* _Stored rows_:
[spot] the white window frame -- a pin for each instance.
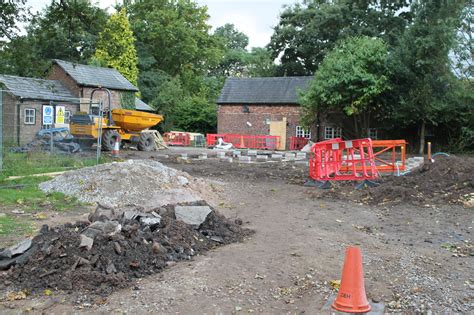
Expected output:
(67, 116)
(372, 133)
(332, 132)
(303, 132)
(29, 116)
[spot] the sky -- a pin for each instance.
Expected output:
(255, 18)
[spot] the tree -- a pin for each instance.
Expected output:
(175, 53)
(260, 63)
(421, 65)
(115, 47)
(351, 79)
(234, 59)
(307, 31)
(66, 30)
(11, 13)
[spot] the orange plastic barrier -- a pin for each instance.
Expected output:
(389, 156)
(177, 138)
(297, 143)
(245, 141)
(337, 159)
(351, 297)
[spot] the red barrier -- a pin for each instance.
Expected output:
(337, 159)
(297, 143)
(177, 138)
(245, 141)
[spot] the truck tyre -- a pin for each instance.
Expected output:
(146, 142)
(109, 137)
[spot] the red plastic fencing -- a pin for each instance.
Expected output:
(337, 159)
(297, 143)
(245, 141)
(177, 138)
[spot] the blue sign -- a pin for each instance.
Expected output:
(48, 115)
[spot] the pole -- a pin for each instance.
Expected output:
(1, 130)
(429, 151)
(99, 132)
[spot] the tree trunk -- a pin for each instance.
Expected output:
(422, 137)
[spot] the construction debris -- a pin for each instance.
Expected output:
(147, 183)
(116, 251)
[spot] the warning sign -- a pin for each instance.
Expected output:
(60, 114)
(47, 115)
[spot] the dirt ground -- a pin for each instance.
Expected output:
(416, 257)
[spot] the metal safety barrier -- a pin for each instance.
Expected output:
(177, 138)
(297, 143)
(337, 159)
(245, 141)
(389, 155)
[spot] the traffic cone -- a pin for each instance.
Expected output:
(116, 150)
(351, 297)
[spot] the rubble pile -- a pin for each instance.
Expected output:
(447, 180)
(146, 183)
(118, 246)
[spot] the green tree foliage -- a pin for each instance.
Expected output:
(175, 53)
(422, 76)
(260, 63)
(66, 29)
(351, 79)
(309, 30)
(115, 47)
(11, 13)
(234, 59)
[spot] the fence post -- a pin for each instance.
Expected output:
(1, 130)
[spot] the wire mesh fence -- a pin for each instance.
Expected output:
(35, 137)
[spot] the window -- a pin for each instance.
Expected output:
(331, 132)
(302, 132)
(30, 116)
(372, 133)
(67, 116)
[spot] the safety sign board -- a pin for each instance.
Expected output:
(47, 115)
(60, 114)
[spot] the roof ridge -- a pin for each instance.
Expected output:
(84, 65)
(28, 78)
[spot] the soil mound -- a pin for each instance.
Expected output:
(133, 248)
(447, 180)
(146, 183)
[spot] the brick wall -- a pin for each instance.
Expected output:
(28, 131)
(9, 118)
(57, 73)
(232, 119)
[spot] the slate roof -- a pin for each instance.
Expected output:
(85, 75)
(141, 105)
(37, 89)
(270, 90)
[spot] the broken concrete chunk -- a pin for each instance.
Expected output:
(15, 250)
(150, 221)
(86, 242)
(110, 268)
(108, 228)
(193, 215)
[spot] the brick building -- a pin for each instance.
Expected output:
(69, 84)
(22, 101)
(249, 106)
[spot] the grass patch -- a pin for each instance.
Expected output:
(25, 193)
(11, 225)
(18, 164)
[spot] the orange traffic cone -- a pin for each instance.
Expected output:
(351, 297)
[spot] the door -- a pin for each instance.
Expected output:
(278, 128)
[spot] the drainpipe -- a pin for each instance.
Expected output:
(18, 121)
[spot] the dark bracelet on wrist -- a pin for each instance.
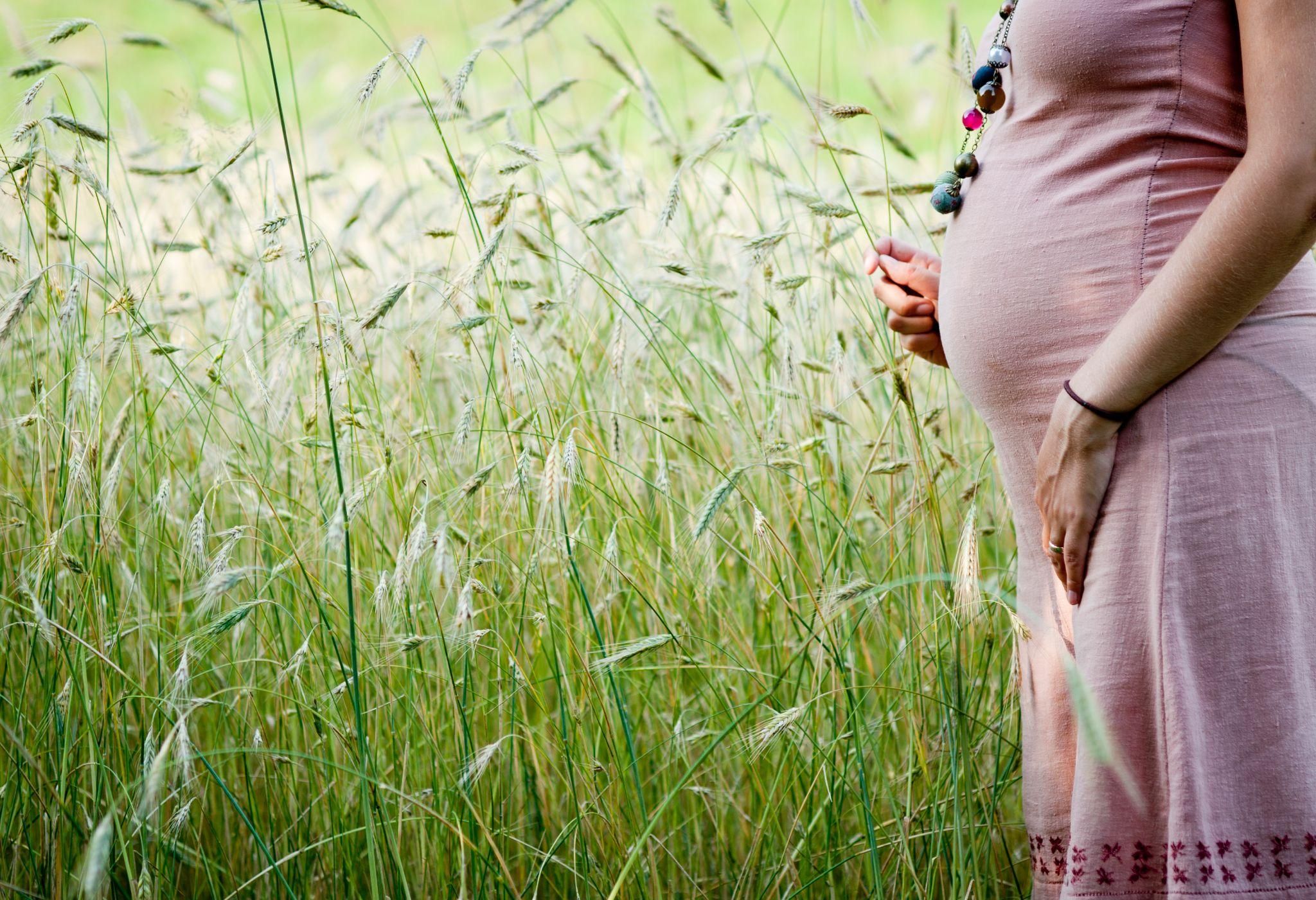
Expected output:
(1105, 414)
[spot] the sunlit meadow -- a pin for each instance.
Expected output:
(470, 462)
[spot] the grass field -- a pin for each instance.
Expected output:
(424, 474)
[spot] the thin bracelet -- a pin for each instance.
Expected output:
(1095, 410)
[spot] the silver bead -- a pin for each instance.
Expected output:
(998, 57)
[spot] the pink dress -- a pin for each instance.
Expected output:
(1196, 635)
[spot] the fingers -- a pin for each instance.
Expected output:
(899, 301)
(920, 279)
(1076, 561)
(921, 345)
(1053, 536)
(911, 324)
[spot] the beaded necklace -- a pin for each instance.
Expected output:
(990, 98)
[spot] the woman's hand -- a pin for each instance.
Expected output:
(1073, 473)
(909, 285)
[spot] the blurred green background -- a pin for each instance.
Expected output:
(890, 55)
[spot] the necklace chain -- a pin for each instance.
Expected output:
(990, 96)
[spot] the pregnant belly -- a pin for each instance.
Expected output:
(1023, 307)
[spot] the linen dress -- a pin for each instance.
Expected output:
(1196, 633)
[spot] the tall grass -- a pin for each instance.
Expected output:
(467, 491)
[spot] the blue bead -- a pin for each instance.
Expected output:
(984, 75)
(945, 202)
(999, 56)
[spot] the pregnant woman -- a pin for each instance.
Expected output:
(1128, 301)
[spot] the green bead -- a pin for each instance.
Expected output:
(947, 200)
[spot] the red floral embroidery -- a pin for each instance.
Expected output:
(1168, 862)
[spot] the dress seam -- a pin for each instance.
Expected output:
(1165, 420)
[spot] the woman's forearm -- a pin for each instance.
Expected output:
(1248, 240)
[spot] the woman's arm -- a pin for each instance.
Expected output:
(1250, 236)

* _Instruction_:
Can you write out all the records again, substituting "Reference output" for every "Expected output", leaving everything else unchanged and omitting the pictures?

* _Final result_:
[spot] the white window frame -- a pin for each instance.
Reference output:
(67, 116)
(372, 133)
(332, 132)
(303, 132)
(29, 116)
[spot] the sky -- a pin for each instance.
Reference output:
(255, 18)
[spot] the tree -- a pin for each instance.
Reference output:
(175, 53)
(260, 63)
(421, 65)
(115, 47)
(351, 79)
(234, 59)
(307, 31)
(66, 30)
(11, 13)
[spot] the orange plastic barrier -- a pin for each instance.
Reference output:
(389, 156)
(177, 138)
(297, 143)
(245, 141)
(337, 159)
(351, 297)
[spot] the red barrier -- a pin for each instance.
Reference output:
(337, 159)
(297, 143)
(177, 138)
(245, 141)
[spot] the truck tyre -- a pin for each instance.
Reference output:
(146, 142)
(109, 137)
[spot] the red plastic fencing -- a pin for each instance.
Reference output:
(337, 159)
(297, 143)
(245, 141)
(177, 138)
[spot] the blue sign -- a pin for each instance.
Reference output:
(48, 115)
[spot] the pole -- a pin for each instance.
Reference output:
(1, 130)
(429, 151)
(99, 132)
[spot] the tree trunk -- a pin for each instance.
Reference output:
(422, 137)
[spot] the construction debris -- a pin for each instance.
Reference output:
(147, 183)
(116, 251)
[spot] the warning sign -- a pin for each instance.
Reference output:
(60, 114)
(47, 115)
[spot] the dirt ground -- a pin for each instance.
Reference output:
(416, 257)
[spot] the metal safety barrier -- a pin for each instance.
Reference output:
(177, 138)
(297, 143)
(337, 159)
(245, 141)
(389, 155)
[spot] the traffic cone -- a pin for each instance.
Reference output:
(116, 150)
(351, 297)
[spot] the rubble pile -- a pin for each instance.
Reference output:
(447, 180)
(146, 183)
(118, 246)
[spot] the green tree foliage -- a pin for each instance.
Reference output:
(175, 53)
(422, 76)
(260, 63)
(66, 29)
(351, 79)
(309, 30)
(115, 47)
(11, 13)
(234, 59)
[spot] the fence post -- a pin for each instance.
Reference output:
(1, 130)
[spot] the wire mesh fence -- a pin for each instance.
Reference output:
(35, 137)
[spot] the window -- a pin for each instance.
Reference output:
(331, 132)
(302, 132)
(30, 116)
(372, 133)
(67, 116)
[spot] the safety sign board -- a pin for each instance.
Reference output:
(47, 115)
(60, 114)
[spot] the roof ridge -- a pin for each instance.
Reference output:
(84, 65)
(28, 78)
[spot] the soil mound -- a pin for each instance.
Reference output:
(133, 248)
(447, 180)
(146, 183)
[spot] the brick wall -- a pin for each instance.
Reference output:
(28, 131)
(9, 118)
(57, 73)
(232, 119)
[spot] the slate roof -- a pin for each instance.
Reference output:
(85, 75)
(141, 105)
(37, 89)
(270, 90)
[spot] the broken concrete chunk -- a pin for each instance.
Reference output:
(15, 250)
(150, 221)
(86, 242)
(110, 268)
(108, 228)
(193, 215)
[spot] the brick building -- a pin for each instance.
Reference output:
(69, 84)
(22, 101)
(249, 106)
[spot] the grass patch -- a pin for each instance.
Reference output:
(25, 193)
(11, 225)
(18, 164)
[spot] the orange traffic cone -- a pin for each instance.
Reference output:
(351, 297)
[spot] the door -- a pin for each instance.
Reference output:
(278, 128)
[spot] the drainpipe -- a pin for each instance.
Reference output:
(18, 121)
[spot] the dark bracelet on wrist -- a pin for each instance.
Reference output:
(1105, 414)
[spot] the sunlit meadow -- a pin for each instance.
Reference output:
(470, 462)
[spot] the grass field -- a pin for each instance.
Reference output:
(424, 474)
[spot] the thin bracelet -- a pin for each instance.
Reference output:
(1095, 410)
[spot] the silver bead -- a pin for each instance.
Reference output:
(998, 57)
[spot] the pink dress -- a pin for each instance.
Reference output:
(1196, 635)
[spot] the fingers -- a pin for each instance.
Reference output:
(899, 301)
(920, 279)
(1076, 561)
(921, 345)
(1053, 536)
(911, 324)
[spot] the beaded necklace -- a pin for each instance.
Reference output:
(990, 98)
[spot] the woman's hand -- a pin for each instance.
Reference output:
(1073, 473)
(909, 285)
[spot] the blurred green background -- a pin for each instance.
Reference output:
(890, 55)
[spot] the necklace chain -- a pin for each instance.
Reference output:
(990, 96)
[spot] the pregnant belly -- a pin for each instance.
Reference output:
(1023, 307)
[spot] the linen dress -- a pin for each instance.
Reference output:
(1196, 633)
[spot] the tall grass -- a pin for each instance.
Reference output:
(467, 491)
[spot] the blue bead -- a pin for each instance.
Reference output:
(984, 75)
(945, 202)
(999, 56)
[spot] the pregnant woman -- a pin for each instance.
Reference output:
(1128, 301)
[spot] the green bead -- a pin for each instance.
Reference output:
(947, 200)
[spot] the red floral embroidery -- a pin for each instance.
Reference output:
(1168, 862)
[spot] the dress seam -- a pin for each instance.
Reference output:
(1165, 420)
[spot] the woman's forearm -- a pin for each instance.
Reference output:
(1248, 240)
[spot] the woman's arm -- a pin for each instance.
Reference output:
(1250, 236)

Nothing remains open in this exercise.